>> BEGIN EXERCISE MATERIALS

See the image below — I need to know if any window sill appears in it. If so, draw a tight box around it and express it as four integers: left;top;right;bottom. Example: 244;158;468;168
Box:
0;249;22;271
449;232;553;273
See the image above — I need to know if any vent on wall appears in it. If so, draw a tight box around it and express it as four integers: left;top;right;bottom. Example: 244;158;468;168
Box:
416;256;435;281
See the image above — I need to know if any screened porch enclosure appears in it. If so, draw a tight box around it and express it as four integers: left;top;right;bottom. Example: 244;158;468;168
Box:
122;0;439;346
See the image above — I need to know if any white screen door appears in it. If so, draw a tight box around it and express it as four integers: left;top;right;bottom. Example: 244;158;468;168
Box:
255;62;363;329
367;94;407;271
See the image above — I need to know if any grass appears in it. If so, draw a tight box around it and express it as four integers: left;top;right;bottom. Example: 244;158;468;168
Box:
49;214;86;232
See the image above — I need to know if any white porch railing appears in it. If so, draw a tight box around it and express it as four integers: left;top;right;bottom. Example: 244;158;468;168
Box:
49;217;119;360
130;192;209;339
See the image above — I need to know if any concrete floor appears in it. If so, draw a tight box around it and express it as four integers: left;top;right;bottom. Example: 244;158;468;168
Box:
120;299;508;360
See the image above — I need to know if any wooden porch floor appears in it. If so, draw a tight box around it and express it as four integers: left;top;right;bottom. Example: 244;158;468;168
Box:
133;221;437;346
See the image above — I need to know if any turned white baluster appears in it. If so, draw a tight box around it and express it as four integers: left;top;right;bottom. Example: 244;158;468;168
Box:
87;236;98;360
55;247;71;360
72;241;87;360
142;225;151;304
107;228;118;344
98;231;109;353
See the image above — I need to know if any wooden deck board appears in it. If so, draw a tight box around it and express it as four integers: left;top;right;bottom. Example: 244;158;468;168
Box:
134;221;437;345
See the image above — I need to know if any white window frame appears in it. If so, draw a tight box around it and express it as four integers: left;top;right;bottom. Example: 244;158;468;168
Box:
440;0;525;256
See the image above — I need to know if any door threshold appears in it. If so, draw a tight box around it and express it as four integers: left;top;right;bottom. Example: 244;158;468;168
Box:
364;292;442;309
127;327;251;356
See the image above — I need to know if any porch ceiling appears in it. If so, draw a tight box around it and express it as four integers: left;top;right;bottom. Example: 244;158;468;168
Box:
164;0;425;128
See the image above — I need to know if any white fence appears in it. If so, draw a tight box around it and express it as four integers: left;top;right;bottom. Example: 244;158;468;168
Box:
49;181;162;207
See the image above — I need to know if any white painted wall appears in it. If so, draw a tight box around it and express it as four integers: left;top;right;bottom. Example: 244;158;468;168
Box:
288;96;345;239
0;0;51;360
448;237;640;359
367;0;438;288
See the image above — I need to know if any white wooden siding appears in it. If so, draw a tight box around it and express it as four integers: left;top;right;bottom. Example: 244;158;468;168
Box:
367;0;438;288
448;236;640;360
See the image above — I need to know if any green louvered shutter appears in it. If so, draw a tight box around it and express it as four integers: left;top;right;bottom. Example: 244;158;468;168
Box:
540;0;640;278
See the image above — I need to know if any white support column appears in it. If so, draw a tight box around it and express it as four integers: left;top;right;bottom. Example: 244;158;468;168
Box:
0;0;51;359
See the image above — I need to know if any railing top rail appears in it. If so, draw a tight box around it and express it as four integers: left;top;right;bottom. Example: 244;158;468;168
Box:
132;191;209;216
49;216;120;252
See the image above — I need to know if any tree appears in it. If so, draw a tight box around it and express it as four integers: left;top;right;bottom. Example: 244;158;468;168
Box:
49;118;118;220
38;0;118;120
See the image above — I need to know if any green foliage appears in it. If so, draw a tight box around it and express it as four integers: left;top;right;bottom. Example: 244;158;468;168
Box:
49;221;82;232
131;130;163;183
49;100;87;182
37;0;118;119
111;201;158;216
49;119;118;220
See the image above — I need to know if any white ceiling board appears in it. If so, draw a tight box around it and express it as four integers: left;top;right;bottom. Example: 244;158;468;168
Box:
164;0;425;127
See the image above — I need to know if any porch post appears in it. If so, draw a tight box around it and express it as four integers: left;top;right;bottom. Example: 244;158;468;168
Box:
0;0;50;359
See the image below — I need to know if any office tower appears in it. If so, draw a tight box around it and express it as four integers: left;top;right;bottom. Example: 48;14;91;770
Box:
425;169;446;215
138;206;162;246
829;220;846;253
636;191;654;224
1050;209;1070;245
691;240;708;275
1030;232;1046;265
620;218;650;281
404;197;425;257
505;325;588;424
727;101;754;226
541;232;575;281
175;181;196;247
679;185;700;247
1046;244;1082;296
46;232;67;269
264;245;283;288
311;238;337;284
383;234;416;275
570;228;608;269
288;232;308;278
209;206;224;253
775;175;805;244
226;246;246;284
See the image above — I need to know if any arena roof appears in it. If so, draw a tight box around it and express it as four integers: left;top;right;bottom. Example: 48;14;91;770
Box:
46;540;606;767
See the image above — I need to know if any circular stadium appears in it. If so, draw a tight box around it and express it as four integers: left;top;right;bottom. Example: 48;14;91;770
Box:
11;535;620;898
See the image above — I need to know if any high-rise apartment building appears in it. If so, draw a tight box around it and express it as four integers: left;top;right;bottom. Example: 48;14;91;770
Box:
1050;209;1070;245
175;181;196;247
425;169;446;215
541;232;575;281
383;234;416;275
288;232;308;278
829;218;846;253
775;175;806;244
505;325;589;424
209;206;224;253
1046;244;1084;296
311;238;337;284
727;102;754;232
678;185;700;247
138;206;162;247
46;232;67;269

>> END EXERCISE MATERIALS

WHAT IS EXPECTED =
Reproduce every one of these lines verbatim.

OUTPUT OF THE TASK =
See the image below — I need to know if any window sill appears in it. If so, draw a tight box around it and express it as four integers: left;top;right;bottom. Example: 244;158;468;168
Box:
0;249;22;271
449;232;553;273
See the image above — I need to know if any vent on wall appears in it. If so, draw a tight box around it and express it as four integers: left;top;right;bottom. Example: 244;158;468;168
Box:
416;256;435;281
See the image above — I need to know if any screened porch enclosure appears in it. If so, draw a tight box around it and express it as four integers: left;top;right;bottom. Example: 244;158;468;168
Box:
122;0;439;346
See the image above — I need to know if any white screen door appears in it. If so, draw a tight box around it and express it as four integers: left;top;right;bottom. Example: 244;158;468;168
Box:
255;62;363;329
367;94;407;271
See the image above — I need to know if any grass appears in it. If so, draw a tight box around it and express it as four integers: left;top;right;bottom. Example: 244;158;468;168
Box:
49;214;86;232
See the image above — I need to know if any white porch railing appears in it. If so, draw a tight box around it and express it as four integers: left;top;right;bottom. Example: 244;158;468;168
Box:
49;217;119;360
130;192;209;339
See the image above — I need to know if any concrete floor appears in it. If so, draw a tight box around it and express it as four integers: left;top;right;bottom. Example: 244;158;468;168
Box:
120;299;508;360
See the image above — I need to know if any wooden porch floor appears in it. If so, draw a tight box around it and express it as four integers: left;top;right;bottom. Example: 244;158;468;168
Box:
133;221;437;346
See the image above — I need to know if any turned white baluster appears in it. If so, draw a tight box around it and express it as four integers: left;top;right;bottom. Example: 244;158;468;168
Box:
87;236;98;360
55;247;71;360
72;241;87;360
142;225;151;304
107;228;118;344
98;231;109;353
See the image above — I need to know if any wooden deck board appears in it. If so, draw a tight box around it and express it as four integers: left;top;right;bottom. Example: 244;158;468;168
Box:
134;221;437;345
See the image above — I need to know if any white window frame appears in it. If so, draw a tight box around it and express it as four integers: left;top;right;bottom. Example: 244;158;468;168
Box:
440;0;525;256
See the image above — I need to know if any door threshold appears in it. If so, draw a tight box around it and express it as four integers: left;top;right;bottom. Example: 244;158;468;168
Box:
364;292;442;309
127;327;251;356
See the image above — I need to know if any porch ceiling appears in it. If so, draw a tight box around it and express it as four integers: left;top;right;bottom. Example: 244;158;468;168
Box:
164;0;425;128
See the image above — I need to know if any white fence appears in it. If so, draw a tight box around it and express it as four integers: left;top;right;bottom. Example: 244;158;468;168
Box:
49;181;162;207
See the image above — I need to know if any white painted wall appears in it. If so, draw a tight box around it and express it as four integers: left;top;right;bottom. Example: 244;158;468;168
Box:
288;96;345;239
0;0;51;360
448;237;640;359
367;0;438;288
See the image above — I need to know if any white wooden siding appears in it. If so, draw a tight box around it and express it as four integers: left;top;right;bottom. Example: 244;158;468;168
Box:
367;0;438;288
448;236;640;360
See the image above — I need to know if any green louvered shutter appears in it. If so, draw a tight box around it and express it as four integers: left;top;right;bottom. Example: 244;158;468;168
Box:
540;0;640;278
See the image above — I need to know if any white support column appears in it. If so, draw a tight box around it and express it as four integers: left;top;right;bottom. Example: 244;158;468;168
Box:
0;0;51;359
See the image above — I need to know if any railing top rail appears in it. If so, draw a tight box around it and express it as four integers: left;top;right;bottom. Example: 244;158;468;168
Box:
132;191;209;216
49;216;120;252
See the image above — I need to know if any tree appears in it. If so, draw a tight box around it and express it as four integers: left;top;right;bottom. Example: 244;158;468;168
Box:
49;118;118;220
38;0;118;120
See the image above — I need to know if any green foliage appears in it. If so, draw a tight box around it and express it as four integers: left;top;right;bottom. Example: 244;158;468;168
Box:
49;221;82;232
131;130;163;183
49;100;87;182
37;0;118;119
111;201;158;216
49;119;118;220
See the image above — I need to know if any white ceiling board appears in it. If so, draw a tight box around it and express it as four integers: left;top;right;bottom. Example: 244;158;468;168
Box:
164;0;425;127
See the image above — I need to know if any porch post appears in it. If so, draw a tight box around it and express it as four integers: left;top;right;bottom. Example: 244;158;468;168
Box:
0;0;50;359
See the image below — I need to know if any office tower appears in it. If so, draw a tight box around it and express it as four integers: left;top;right;bottom. Example: 48;14;91;770
Box:
425;169;446;215
138;206;162;246
829;220;846;253
636;191;654;224
1050;209;1070;245
691;240;708;275
1030;232;1046;265
620;218;650;281
404;197;425;257
505;325;588;424
727;101;754;226
541;232;575;281
175;181;196;247
679;185;700;247
1046;244;1082;296
46;232;67;269
264;245;283;288
311;238;337;284
383;234;416;275
570;228;608;269
288;232;308;278
209;206;224;253
775;175;805;244
226;246;246;284
See the image above — I need to know if any arena roof appears in it. If so, draw a tight box around it and express it as four integers: left;top;right;bottom. Example: 48;14;91;770
Box:
46;540;606;767
See the image above — I need to know if any circular stadium appears in it. If so, draw a tight box around it and express it as four integers: left;top;right;bottom. Example: 48;14;91;770
Box:
11;535;620;898
See the image above — I need to know if any high-rise apartment building appears in it. If so, draw a tight box around it and express it as four integers: left;top;right;bottom. Example: 48;14;91;770
Box:
1050;209;1070;245
175;181;196;247
425;169;446;215
541;232;575;281
383;234;416;275
288;232;308;278
829;218;846;253
775;175;806;244
505;325;589;424
209;206;224;253
1046;244;1084;296
311;238;337;284
727;102;754;232
678;185;700;247
138;206;162;247
46;232;67;269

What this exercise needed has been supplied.